### Task to complete
Among the records, how many lines contain "damaged"? Only the number is needed.
[Dataset extract]
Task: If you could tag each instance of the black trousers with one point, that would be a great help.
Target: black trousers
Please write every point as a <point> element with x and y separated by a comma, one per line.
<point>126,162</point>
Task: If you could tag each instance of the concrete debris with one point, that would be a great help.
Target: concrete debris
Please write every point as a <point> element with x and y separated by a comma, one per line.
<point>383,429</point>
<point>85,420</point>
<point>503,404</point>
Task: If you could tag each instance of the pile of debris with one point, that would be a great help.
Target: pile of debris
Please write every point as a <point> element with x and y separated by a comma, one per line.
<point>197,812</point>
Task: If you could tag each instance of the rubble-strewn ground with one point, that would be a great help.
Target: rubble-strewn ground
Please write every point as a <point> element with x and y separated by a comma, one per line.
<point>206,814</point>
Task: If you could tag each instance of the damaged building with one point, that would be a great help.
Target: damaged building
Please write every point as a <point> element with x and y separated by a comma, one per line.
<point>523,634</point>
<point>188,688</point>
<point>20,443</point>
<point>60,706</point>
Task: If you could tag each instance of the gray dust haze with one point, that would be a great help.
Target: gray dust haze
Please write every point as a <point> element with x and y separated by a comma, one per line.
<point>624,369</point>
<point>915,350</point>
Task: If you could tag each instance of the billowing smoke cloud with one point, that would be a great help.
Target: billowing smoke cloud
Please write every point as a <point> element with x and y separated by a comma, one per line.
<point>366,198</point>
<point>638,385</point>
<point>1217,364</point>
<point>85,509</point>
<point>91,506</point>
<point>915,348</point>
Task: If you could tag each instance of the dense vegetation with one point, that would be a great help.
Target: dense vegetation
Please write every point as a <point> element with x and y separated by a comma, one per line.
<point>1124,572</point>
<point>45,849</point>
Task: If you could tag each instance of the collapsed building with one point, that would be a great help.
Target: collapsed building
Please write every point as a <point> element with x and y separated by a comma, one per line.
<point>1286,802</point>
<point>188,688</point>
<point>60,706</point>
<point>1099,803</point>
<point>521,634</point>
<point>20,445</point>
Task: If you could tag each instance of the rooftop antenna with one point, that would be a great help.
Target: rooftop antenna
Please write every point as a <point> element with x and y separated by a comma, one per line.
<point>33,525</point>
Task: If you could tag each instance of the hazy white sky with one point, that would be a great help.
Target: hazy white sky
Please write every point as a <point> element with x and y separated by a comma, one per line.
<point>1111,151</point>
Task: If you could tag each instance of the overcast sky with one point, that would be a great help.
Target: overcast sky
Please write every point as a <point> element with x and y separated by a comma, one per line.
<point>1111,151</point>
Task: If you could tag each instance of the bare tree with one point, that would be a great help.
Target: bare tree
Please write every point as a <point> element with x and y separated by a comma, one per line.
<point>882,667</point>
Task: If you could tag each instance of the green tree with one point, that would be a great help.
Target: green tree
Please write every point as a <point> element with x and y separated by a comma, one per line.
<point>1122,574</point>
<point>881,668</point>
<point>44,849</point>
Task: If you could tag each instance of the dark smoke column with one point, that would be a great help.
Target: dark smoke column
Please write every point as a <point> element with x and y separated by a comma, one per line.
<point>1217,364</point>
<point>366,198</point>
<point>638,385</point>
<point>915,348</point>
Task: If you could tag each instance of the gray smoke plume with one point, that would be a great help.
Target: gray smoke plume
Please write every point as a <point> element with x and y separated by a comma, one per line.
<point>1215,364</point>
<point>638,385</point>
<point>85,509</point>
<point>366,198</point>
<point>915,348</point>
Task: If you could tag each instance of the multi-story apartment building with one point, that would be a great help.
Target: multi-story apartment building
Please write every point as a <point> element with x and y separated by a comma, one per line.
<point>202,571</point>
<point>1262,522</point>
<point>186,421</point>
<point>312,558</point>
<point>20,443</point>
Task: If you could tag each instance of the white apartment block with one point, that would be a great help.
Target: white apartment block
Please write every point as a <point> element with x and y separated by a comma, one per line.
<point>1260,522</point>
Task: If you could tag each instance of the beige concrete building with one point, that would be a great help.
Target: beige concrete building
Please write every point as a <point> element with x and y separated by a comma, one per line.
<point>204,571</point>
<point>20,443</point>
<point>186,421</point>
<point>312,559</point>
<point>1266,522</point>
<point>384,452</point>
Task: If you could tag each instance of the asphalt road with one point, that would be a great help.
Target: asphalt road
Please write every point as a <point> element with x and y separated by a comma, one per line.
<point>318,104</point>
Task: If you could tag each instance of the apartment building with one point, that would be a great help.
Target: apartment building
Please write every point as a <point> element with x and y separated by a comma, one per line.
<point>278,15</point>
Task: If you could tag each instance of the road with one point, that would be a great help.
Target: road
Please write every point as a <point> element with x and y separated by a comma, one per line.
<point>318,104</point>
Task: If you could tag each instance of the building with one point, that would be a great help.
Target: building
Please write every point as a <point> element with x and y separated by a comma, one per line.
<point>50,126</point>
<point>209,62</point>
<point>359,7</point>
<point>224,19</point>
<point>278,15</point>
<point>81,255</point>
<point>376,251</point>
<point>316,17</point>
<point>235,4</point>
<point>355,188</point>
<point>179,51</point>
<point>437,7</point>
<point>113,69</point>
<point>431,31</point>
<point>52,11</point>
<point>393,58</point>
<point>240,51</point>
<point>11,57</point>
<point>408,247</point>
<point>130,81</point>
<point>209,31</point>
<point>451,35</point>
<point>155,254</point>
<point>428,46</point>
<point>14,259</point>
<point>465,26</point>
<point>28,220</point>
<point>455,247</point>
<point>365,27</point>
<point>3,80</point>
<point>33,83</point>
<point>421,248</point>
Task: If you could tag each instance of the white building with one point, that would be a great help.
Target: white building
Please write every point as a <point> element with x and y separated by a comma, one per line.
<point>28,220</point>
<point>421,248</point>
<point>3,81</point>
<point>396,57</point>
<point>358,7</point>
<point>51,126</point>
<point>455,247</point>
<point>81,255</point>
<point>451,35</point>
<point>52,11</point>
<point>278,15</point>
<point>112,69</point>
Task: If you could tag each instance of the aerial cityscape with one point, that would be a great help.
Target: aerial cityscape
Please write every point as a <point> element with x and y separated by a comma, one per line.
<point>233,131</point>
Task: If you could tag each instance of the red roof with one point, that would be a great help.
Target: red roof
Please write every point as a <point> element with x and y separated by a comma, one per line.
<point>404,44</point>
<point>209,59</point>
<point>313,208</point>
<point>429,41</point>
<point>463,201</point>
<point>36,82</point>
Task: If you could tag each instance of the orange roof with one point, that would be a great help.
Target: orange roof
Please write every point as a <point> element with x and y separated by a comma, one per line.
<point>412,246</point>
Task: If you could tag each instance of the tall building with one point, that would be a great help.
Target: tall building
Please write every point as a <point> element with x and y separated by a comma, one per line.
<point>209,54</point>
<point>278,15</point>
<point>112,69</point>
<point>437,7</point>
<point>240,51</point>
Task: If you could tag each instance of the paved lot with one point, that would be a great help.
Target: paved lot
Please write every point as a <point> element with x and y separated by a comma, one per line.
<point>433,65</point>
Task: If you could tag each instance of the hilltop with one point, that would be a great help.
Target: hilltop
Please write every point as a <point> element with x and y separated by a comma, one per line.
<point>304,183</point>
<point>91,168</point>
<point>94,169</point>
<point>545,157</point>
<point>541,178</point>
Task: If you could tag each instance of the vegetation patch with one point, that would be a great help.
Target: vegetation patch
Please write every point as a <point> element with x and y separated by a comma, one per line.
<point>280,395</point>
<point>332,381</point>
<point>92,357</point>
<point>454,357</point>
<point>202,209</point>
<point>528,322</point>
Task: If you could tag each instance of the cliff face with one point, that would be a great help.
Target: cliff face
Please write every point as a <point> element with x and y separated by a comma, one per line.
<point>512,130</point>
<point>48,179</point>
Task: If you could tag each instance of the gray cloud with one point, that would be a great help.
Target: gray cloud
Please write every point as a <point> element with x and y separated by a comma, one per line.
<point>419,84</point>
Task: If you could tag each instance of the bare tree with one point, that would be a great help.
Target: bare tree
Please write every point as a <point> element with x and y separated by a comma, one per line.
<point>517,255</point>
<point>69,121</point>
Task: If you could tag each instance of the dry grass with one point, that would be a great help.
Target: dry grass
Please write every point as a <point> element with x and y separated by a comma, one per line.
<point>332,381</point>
[/Dataset extract]
### Exercise solution
2